Top of Data supplied

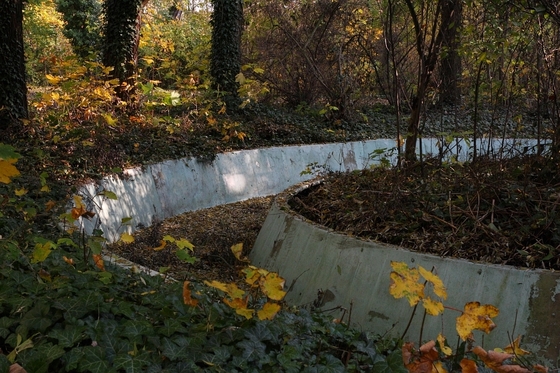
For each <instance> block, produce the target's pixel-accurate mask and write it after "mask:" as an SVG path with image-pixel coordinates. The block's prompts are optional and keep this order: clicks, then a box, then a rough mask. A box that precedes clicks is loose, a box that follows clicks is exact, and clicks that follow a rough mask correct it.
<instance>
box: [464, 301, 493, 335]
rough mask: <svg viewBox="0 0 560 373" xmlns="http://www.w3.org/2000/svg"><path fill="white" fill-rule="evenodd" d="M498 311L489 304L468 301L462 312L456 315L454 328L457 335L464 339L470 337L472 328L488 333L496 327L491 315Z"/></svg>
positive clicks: (473, 329)
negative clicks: (484, 304)
mask: <svg viewBox="0 0 560 373" xmlns="http://www.w3.org/2000/svg"><path fill="white" fill-rule="evenodd" d="M499 312H500V311H499V310H498V309H497V308H496V307H495V306H493V305H491V304H485V305H482V306H481V305H480V302H469V303H467V304H466V305H465V308H464V311H463V314H462V315H461V316H459V317H457V324H456V329H457V333H458V334H459V337H461V339H462V340H463V341H464V340H466V339H467V338H472V331H473V330H475V329H476V330H482V331H483V332H485V333H490V331H492V329H494V328H495V327H496V324H494V322H493V321H492V319H491V318H492V317H496V316H497V315H498V313H499Z"/></svg>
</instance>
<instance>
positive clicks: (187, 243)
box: [175, 238, 194, 251]
mask: <svg viewBox="0 0 560 373" xmlns="http://www.w3.org/2000/svg"><path fill="white" fill-rule="evenodd" d="M175 245H177V247H178V248H179V249H181V250H182V249H189V250H190V251H193V250H194V245H193V244H192V243H191V242H190V241H189V240H187V239H186V238H181V239H180V240H176V241H175Z"/></svg>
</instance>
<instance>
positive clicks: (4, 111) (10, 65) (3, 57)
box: [0, 0, 28, 133]
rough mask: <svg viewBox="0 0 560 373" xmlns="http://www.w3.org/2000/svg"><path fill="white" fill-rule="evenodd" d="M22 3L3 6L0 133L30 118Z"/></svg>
mask: <svg viewBox="0 0 560 373" xmlns="http://www.w3.org/2000/svg"><path fill="white" fill-rule="evenodd" d="M22 22H23V1H22V0H5V1H2V2H0V130H2V132H3V133H5V132H7V131H9V132H14V131H17V130H18V129H19V127H20V126H21V123H20V119H25V118H27V117H28V111H27V85H26V82H25V60H24V46H23V26H22Z"/></svg>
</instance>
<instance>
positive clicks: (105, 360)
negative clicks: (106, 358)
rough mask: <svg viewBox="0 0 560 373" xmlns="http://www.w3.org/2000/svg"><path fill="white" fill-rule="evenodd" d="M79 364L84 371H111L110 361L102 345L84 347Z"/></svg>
mask: <svg viewBox="0 0 560 373" xmlns="http://www.w3.org/2000/svg"><path fill="white" fill-rule="evenodd" d="M79 365H80V369H81V371H82V372H83V371H89V372H91V373H106V372H108V371H109V362H108V361H107V359H106V357H105V353H104V352H103V349H102V348H101V347H92V346H87V347H84V349H83V356H82V358H81V359H80V363H79Z"/></svg>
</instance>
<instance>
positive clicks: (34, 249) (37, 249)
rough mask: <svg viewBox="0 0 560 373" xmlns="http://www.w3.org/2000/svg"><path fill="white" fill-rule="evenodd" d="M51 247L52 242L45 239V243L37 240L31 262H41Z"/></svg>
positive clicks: (34, 248)
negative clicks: (37, 240)
mask: <svg viewBox="0 0 560 373" xmlns="http://www.w3.org/2000/svg"><path fill="white" fill-rule="evenodd" d="M52 249H53V242H50V241H47V242H45V243H41V242H37V243H36V244H35V248H34V249H33V254H32V257H31V263H42V262H44V261H45V260H46V259H47V257H48V256H49V255H50V253H51V251H52Z"/></svg>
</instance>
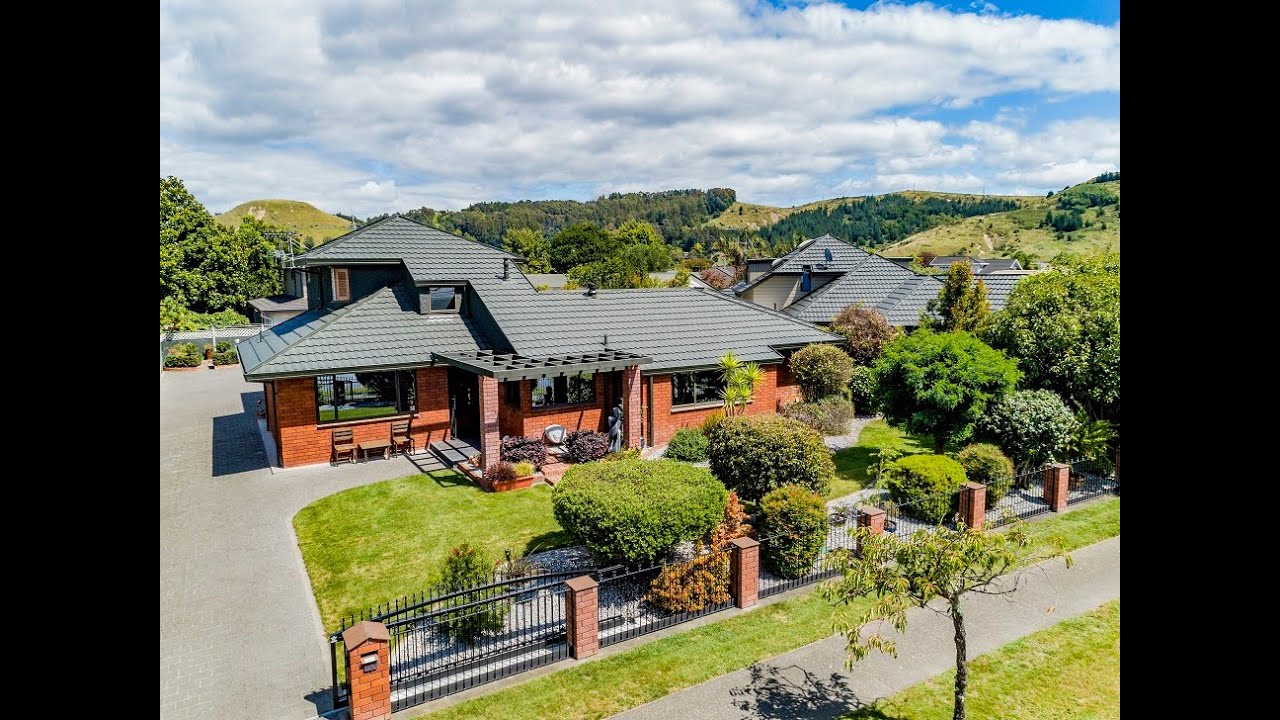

Bottom of Data supplied

*Task requirements*
Find all the lines containing "positive" in the material, then copy them.

*Written response*
positive clicks: (473, 329)
positive clicks: (187, 243)
positive clicks: (4, 111) (10, 65) (3, 57)
positive clicks: (105, 360)
positive clicks: (34, 249) (37, 249)
positive clicks: (34, 248)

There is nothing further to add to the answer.